■ DATA PROVIDED:
= = = =

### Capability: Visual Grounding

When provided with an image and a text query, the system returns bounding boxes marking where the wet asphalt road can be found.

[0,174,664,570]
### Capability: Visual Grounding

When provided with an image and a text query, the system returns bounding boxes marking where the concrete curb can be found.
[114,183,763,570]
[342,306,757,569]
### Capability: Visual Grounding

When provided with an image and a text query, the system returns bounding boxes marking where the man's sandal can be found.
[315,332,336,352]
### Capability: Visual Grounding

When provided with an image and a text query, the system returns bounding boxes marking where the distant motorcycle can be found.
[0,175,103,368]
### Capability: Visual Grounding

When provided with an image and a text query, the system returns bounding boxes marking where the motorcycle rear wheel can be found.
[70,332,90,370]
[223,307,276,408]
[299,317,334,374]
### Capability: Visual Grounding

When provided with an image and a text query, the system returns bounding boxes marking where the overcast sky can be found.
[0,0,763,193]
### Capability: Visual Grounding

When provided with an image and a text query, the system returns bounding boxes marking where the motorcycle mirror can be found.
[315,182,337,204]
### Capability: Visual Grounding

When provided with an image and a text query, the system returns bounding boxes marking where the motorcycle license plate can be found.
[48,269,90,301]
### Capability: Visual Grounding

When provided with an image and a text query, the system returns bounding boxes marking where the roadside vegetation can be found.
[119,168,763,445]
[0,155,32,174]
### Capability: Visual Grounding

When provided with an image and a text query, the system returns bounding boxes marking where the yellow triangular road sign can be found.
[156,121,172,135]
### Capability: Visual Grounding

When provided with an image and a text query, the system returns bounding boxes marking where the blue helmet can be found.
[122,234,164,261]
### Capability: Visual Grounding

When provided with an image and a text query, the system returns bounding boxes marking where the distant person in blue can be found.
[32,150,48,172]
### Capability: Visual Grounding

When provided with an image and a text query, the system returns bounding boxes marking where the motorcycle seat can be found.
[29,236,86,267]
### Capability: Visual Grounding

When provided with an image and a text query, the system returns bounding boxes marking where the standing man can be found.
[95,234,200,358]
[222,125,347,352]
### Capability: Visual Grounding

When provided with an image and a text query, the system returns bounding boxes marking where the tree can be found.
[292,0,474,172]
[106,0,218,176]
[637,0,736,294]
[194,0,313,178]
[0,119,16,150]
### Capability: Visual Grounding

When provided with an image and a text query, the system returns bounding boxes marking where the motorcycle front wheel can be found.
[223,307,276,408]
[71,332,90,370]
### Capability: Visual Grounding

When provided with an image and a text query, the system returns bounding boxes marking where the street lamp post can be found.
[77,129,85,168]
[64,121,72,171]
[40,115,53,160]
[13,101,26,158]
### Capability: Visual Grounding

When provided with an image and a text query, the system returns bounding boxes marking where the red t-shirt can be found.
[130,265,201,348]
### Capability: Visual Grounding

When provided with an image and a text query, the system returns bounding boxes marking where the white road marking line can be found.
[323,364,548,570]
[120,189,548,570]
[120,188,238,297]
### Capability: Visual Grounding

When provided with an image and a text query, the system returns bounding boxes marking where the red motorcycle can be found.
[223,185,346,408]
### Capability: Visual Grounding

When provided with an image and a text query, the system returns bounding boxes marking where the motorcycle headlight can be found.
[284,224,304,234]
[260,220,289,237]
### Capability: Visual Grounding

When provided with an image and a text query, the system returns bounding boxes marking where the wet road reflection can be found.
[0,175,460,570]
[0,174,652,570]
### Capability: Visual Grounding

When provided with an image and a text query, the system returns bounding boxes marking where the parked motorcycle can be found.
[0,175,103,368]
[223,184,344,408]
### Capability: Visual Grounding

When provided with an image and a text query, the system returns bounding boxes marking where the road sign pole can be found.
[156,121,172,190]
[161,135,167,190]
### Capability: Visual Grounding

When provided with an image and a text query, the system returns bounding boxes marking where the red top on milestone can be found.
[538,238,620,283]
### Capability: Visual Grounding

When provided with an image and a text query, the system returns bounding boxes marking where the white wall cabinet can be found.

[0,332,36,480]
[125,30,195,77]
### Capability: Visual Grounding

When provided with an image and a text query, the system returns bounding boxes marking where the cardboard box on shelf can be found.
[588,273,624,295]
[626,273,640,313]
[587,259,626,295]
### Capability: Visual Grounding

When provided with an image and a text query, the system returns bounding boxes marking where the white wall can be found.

= = = =

■ GIVEN EXERCISE:
Copy out all of the lines above, unchanged.

■ TASK RESPONSE:
### Capability: Visual Grounding

When provided with an image and a text query, the system returns bounding boxes marking where the wet asphalt road can be found.

[0,174,664,570]
### Capability: Visual Grounding

When provided with an image and a text query, the system returns bounding boxes marking where the concrete curb can be found.
[114,183,763,570]
[342,306,757,569]
### Capability: Visual Grounding

When provided with an image and a text query, the system returns bounding boxes marking where the man's sandal can be found.
[315,332,336,352]
### Capability: Visual Grounding

When provided with an image and a text query, the system returns bounding boxes marking where the distant motorcycle can be found.
[0,175,103,368]
### Capability: Visual Grounding

When provided with an image and a text query, the system returns bounding boxes marking where the motorcycle rear wheel can be found.
[70,332,90,370]
[223,307,276,408]
[299,317,334,374]
### Capability: Visual Grounding

When provided with an image and a text query, the system returns bounding boxes marking where the overcast sky can be found.
[0,0,763,193]
### Capability: Visual Grounding

When provided with an image and a text query, the system returns bounding boxes marking where the motorcycle mirror can be found.
[315,182,337,204]
### Capability: Visual Grounding

When provided with an image and a text query, the system returns bounding boxes marking where the motorcycle license plate can be found.
[48,269,90,301]
### Capability: Visual Grounding

When provided with an image and a text query, the system returns bounding boxes marking where the roadside vegetation can be found.
[119,168,763,445]
[0,155,32,174]
### Capability: Visual Grounding

When provided with an image and a text query, the system returns bounding boxes marking where the yellow triangular road sign can be found.
[156,121,172,135]
### Capability: Visual Grounding

When provided with an image and a text query, the system returns bounding boxes marking where the blue helmet can be found.
[122,234,164,261]
### Capability: Visual Grounding

When provided with an image and a text query, the system returns bounding boxes marking where the distant person in blue can be found.
[32,150,48,172]
### Capability: Visual Grounding

When provided with an image and a text query, the system returns bounding boxes marking where the motorcycle seat can be found.
[29,236,86,267]
### Capability: Visual Grounding

When provided with an image and a text query, the system returns bounding boxes marking where the standing man can be found.
[95,234,200,358]
[222,125,347,352]
### Capability: Visual Grounding

When provided with an image and a text query, the system returns bounding boxes marking where the tree can be found.
[292,0,474,172]
[106,0,218,176]
[637,0,736,294]
[194,0,313,178]
[0,119,16,150]
### Capability: Visual Grounding

When provided with an image and a text query, the system returns bounding boxes marking where the motorcycle front wheel can be found.
[223,307,276,408]
[71,332,90,370]
### Capability: Visual Grounding

When provided with an image and a text query, the system returns bounding boxes marking where the street lamp post can be found.
[77,129,85,168]
[64,121,72,171]
[40,115,53,160]
[13,101,26,158]
### Capability: Visual Grounding

When provided with an image and a text query, the system returns bounding boxes marking where the red t-shirt can be found.
[130,265,201,348]
### Capability: Visual Grounding

When provided with an image and a text query, the system returns bounding boxes marking where the white road marking line can be found.
[323,364,548,570]
[120,189,548,570]
[120,188,238,297]
### Capability: Visual Grounding

When provided with an image and a text query, the system returns bounding boxes marking where the red motorcycle can be found.
[223,185,346,408]
### Capability: Visual Grounding

When provided with an image and a text query, the system returns bounding boxes marking where the motorcycle headlight can be found.
[284,224,304,234]
[260,220,289,237]
### Capability: Visual Grounding

When provided with an image and a text query, the system returns bounding boxes marking where the wet road reflection can be found.
[0,175,460,570]
[0,174,652,570]
### Capability: Visual Grounding

When provided with an image and a text query, the system returns bounding boxes marking where the parked motorcycle can be found.
[0,175,103,368]
[223,184,344,408]
### Capability: Visual Grounding

When provided with an image and a text query, the system returns bounding boxes marking where the road sign pole can be found.
[156,121,172,190]
[161,135,167,190]
### Capability: Visual Grounding

When provided with an image and a text query, the system returns bounding boxes marking where the red top on milestone can be found.
[538,238,620,283]
### Capability: Visual Grounding

When provided with an image and a text query, the system returns bounding boxes marking where the white wall cabinet can be found.

[0,332,36,480]
[125,30,195,77]
### Capability: Visual Grounding

When provided with an image and a text query, the system returns bounding boxes marking where the cardboard box on shelf can be found.
[588,273,624,295]
[626,273,640,313]
[587,259,626,295]
### Capability: Visual Grounding

When provided with an image and a text query, the system returns bounding boxes marking where the white wall can be found.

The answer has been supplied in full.